---- Dataset content

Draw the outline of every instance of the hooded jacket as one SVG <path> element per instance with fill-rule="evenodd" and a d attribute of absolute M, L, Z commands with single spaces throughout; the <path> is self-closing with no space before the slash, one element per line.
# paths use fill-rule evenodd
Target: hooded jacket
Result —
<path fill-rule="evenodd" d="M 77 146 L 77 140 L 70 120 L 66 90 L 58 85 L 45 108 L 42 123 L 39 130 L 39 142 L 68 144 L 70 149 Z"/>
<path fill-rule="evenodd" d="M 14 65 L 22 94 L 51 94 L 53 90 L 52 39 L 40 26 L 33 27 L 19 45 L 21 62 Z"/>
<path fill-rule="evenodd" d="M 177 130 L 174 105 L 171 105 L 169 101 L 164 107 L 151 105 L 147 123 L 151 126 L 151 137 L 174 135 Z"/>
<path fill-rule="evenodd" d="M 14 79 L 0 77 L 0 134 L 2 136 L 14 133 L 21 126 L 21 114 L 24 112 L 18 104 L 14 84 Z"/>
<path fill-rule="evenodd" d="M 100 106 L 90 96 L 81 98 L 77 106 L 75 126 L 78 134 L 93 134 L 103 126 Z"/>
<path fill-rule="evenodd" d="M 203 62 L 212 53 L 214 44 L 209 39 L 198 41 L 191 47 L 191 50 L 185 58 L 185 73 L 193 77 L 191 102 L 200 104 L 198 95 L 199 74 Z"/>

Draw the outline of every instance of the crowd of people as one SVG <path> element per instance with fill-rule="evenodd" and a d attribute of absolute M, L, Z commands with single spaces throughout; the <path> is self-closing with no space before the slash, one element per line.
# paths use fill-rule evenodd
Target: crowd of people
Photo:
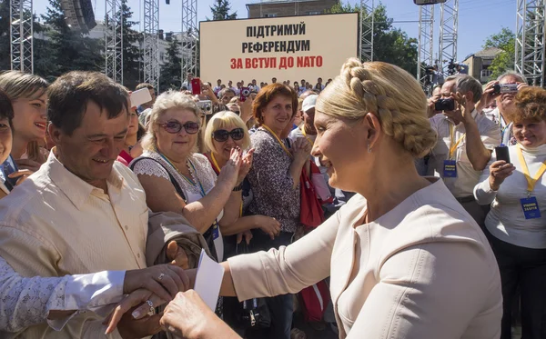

--------

Written problem: Rewrite the lines starting at the one containing "Draw the outline of every instance of the crowd" and ending at the end of the records, with "Target" changed to "Label" and nothing else altered. Leave the pictures out of the answer.

Exercise result:
Draw the outline of every instance of the crowd of people as one SVG <path> element per instance with fill-rule="evenodd" and a d attribute of absolute M, L, Z commands with single spaces throughout; the <path> is self-closing with no space before the slash, one element per line.
# paths use fill-rule evenodd
Label: crowd of people
Photo:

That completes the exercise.